*Exercise instructions*
Beginning with the line that contains "target | distant building" and continuing through the end of the data, write out every line again, and shift each answer coordinate by adding 71 to both of its numbers. Leave the pictures out of your answer.

(Point annotation data)
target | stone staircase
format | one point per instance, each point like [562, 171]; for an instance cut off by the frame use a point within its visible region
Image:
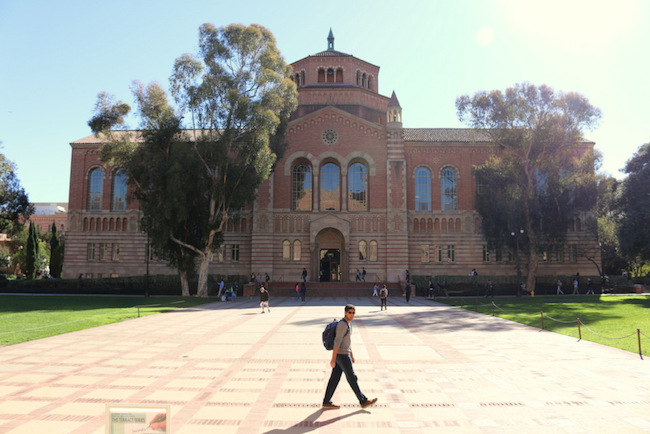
[322, 289]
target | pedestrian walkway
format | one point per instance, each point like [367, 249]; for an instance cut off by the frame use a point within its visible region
[227, 368]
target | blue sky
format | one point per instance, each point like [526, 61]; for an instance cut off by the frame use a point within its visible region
[55, 57]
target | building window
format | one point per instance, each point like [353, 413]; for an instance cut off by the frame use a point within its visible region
[358, 187]
[301, 198]
[297, 250]
[451, 253]
[448, 190]
[481, 185]
[95, 189]
[234, 252]
[422, 189]
[363, 250]
[330, 187]
[90, 251]
[118, 197]
[373, 251]
[103, 252]
[286, 250]
[424, 253]
[573, 253]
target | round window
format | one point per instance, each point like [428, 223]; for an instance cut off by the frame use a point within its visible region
[330, 136]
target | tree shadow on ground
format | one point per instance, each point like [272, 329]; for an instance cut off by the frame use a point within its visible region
[310, 423]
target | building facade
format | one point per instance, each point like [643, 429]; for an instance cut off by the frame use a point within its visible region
[355, 190]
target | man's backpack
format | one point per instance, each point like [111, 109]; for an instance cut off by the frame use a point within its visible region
[330, 333]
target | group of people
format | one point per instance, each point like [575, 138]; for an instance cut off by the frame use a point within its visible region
[576, 287]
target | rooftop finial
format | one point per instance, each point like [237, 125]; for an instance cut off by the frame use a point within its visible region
[330, 41]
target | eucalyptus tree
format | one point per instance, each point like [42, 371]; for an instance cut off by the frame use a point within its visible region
[541, 172]
[236, 97]
[632, 204]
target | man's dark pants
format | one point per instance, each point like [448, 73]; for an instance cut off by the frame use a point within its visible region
[343, 364]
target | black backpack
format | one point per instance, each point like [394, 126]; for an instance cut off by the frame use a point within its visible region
[330, 333]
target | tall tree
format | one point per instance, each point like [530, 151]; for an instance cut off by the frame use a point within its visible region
[238, 97]
[541, 173]
[14, 202]
[56, 253]
[32, 253]
[632, 205]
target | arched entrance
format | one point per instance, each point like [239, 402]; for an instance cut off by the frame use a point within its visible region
[331, 261]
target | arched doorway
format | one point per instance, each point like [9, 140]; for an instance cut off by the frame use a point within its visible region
[330, 255]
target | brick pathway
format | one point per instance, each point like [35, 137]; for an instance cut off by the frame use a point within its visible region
[226, 368]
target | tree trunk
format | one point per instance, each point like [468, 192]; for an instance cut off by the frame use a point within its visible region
[202, 290]
[185, 284]
[532, 270]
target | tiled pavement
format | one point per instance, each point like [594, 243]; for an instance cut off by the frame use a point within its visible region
[226, 368]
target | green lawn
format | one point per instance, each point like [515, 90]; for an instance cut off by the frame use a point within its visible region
[608, 320]
[25, 318]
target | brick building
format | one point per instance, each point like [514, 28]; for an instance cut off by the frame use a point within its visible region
[354, 190]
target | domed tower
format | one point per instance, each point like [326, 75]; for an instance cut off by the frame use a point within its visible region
[334, 78]
[394, 112]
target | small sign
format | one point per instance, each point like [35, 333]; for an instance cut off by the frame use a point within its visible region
[138, 418]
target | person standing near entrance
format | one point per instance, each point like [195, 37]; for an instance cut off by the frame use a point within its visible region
[383, 296]
[264, 299]
[341, 362]
[303, 291]
[407, 291]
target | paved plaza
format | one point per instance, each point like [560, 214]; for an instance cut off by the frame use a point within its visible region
[227, 368]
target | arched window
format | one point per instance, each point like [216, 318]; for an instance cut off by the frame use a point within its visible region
[297, 250]
[358, 187]
[118, 196]
[286, 250]
[301, 197]
[363, 250]
[448, 190]
[330, 187]
[422, 189]
[372, 255]
[95, 189]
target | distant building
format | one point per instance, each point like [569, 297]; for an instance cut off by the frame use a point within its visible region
[47, 213]
[355, 189]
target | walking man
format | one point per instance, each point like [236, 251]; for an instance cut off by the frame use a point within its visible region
[383, 296]
[407, 290]
[342, 360]
[264, 299]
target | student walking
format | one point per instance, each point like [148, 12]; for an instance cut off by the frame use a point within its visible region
[383, 296]
[342, 360]
[264, 299]
[407, 290]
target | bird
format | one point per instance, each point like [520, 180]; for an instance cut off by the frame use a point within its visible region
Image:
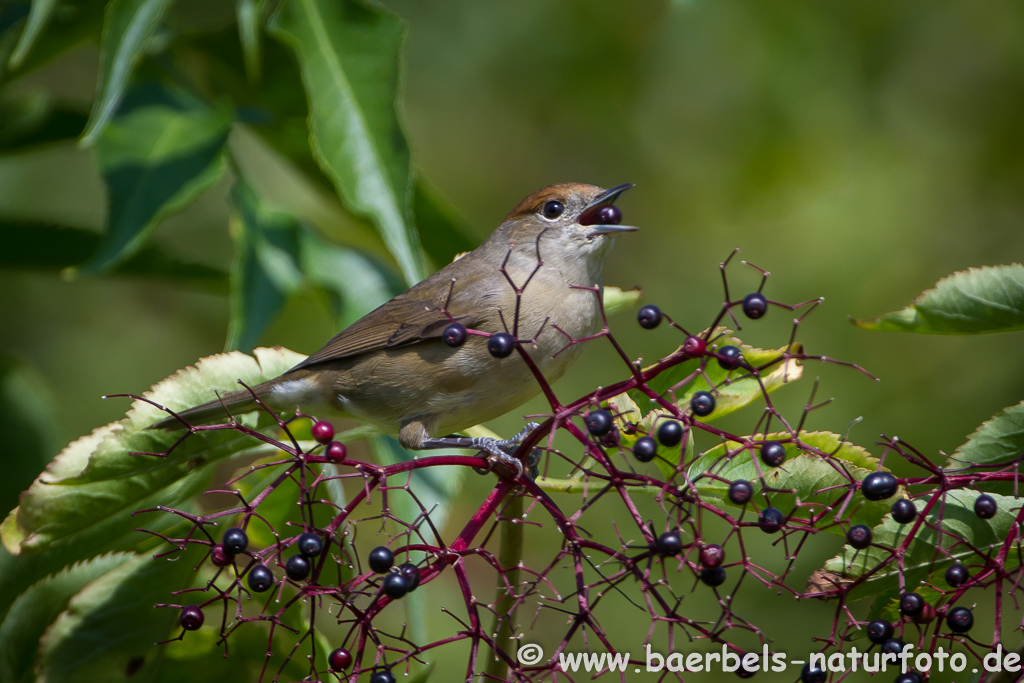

*Expected answer*
target | distant building
format | one point per instance, each point like [569, 297]; for an instance cut off by the frame use a point within its visible region
[118, 284]
[426, 260]
target | walking man
format | one point per instance, each point like [236, 251]; for an instance cut off by the frame use a point within its visible region
[454, 367]
[478, 361]
[413, 431]
[335, 370]
target | student walking
format | one point per instance, each point like [148, 12]; for an instance cut off by the frame use a point within its visible region
[454, 367]
[413, 431]
[335, 370]
[478, 361]
target | bird
format | one point per instance, each point like [520, 180]; for an instance cut off by the frame use a point within its visible region
Image:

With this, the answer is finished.